# WHAT IS BEING ASKED:
Format the entries as a JSON list of strings, one string per line, leaving out blank lines. Start at the line containing "point: the blurred" and continue through the last of the entries.

# DATA TO USE:
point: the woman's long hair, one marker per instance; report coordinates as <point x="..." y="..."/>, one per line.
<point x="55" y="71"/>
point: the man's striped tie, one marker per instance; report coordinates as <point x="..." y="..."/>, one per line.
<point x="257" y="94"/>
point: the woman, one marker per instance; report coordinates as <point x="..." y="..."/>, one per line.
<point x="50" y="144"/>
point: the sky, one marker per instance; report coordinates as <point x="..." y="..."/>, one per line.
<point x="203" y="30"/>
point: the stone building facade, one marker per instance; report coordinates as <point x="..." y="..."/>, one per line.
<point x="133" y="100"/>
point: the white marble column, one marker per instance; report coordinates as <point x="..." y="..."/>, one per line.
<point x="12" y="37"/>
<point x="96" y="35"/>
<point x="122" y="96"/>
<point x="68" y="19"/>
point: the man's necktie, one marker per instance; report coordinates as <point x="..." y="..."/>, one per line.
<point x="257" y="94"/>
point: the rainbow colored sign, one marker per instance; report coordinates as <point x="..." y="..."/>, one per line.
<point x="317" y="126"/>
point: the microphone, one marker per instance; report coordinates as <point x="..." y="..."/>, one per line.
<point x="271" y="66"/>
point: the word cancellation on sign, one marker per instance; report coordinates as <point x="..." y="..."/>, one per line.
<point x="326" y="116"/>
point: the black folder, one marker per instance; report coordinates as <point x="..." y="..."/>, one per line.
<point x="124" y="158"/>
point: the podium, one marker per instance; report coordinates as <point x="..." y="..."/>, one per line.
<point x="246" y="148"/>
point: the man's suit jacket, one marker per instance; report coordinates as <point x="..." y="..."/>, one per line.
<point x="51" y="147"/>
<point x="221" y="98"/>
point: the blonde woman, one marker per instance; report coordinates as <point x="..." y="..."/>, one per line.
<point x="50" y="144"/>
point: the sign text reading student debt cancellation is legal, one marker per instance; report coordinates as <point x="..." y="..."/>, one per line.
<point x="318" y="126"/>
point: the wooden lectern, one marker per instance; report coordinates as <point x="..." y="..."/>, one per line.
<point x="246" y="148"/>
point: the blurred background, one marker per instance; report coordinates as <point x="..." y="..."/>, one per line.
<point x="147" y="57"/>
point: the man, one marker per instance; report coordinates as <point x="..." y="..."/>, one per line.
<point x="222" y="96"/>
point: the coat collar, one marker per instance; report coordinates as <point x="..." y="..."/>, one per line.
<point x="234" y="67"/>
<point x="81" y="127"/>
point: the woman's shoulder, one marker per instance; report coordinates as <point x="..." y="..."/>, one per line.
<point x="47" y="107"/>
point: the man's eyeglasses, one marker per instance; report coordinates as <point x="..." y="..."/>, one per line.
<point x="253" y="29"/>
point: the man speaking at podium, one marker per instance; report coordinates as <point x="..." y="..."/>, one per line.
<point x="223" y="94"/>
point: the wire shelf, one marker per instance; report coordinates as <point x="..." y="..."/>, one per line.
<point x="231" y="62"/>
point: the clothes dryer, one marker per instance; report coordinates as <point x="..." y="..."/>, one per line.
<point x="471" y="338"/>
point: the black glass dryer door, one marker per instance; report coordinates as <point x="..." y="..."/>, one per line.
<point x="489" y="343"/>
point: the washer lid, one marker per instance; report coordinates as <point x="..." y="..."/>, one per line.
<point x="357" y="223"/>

# RESPONSE:
[
  "point: the blurred background, one marker per instance; report coordinates as <point x=\"...\" y=\"...\"/>, one per line.",
  "<point x=\"147\" y=\"57\"/>",
  "point: the man, one marker per instance; report coordinates as <point x=\"...\" y=\"...\"/>, one per line.",
  "<point x=\"222\" y=\"96\"/>",
  "point: the coat collar, one marker per instance; report coordinates as <point x=\"...\" y=\"...\"/>, one per line.",
  "<point x=\"234\" y=\"67\"/>",
  "<point x=\"81\" y=\"127\"/>",
  "point: the woman's shoulder, one marker per instance; report coordinates as <point x=\"...\" y=\"...\"/>, one per line.",
  "<point x=\"47\" y=\"107\"/>",
  "point: the man's eyeglasses, one marker per instance; report coordinates as <point x=\"...\" y=\"...\"/>, one per line.",
  "<point x=\"253\" y=\"29\"/>",
  "point: the man speaking at podium, one marker per instance; report coordinates as <point x=\"...\" y=\"...\"/>, one per line.",
  "<point x=\"223\" y=\"94\"/>",
  "point: the wire shelf, one marker per instance; report coordinates as <point x=\"...\" y=\"...\"/>, one per line.",
  "<point x=\"231\" y=\"62\"/>",
  "point: the clothes dryer, one marker per instance; report coordinates as <point x=\"...\" y=\"...\"/>, one per line.",
  "<point x=\"471\" y=\"338\"/>",
  "point: the black glass dryer door, one marker per instance; report coordinates as <point x=\"...\" y=\"...\"/>, one per line.",
  "<point x=\"489\" y=\"343\"/>",
  "point: the washer lid, one marker per instance; report coordinates as <point x=\"...\" y=\"...\"/>, one per line.",
  "<point x=\"357\" y=\"223\"/>"
]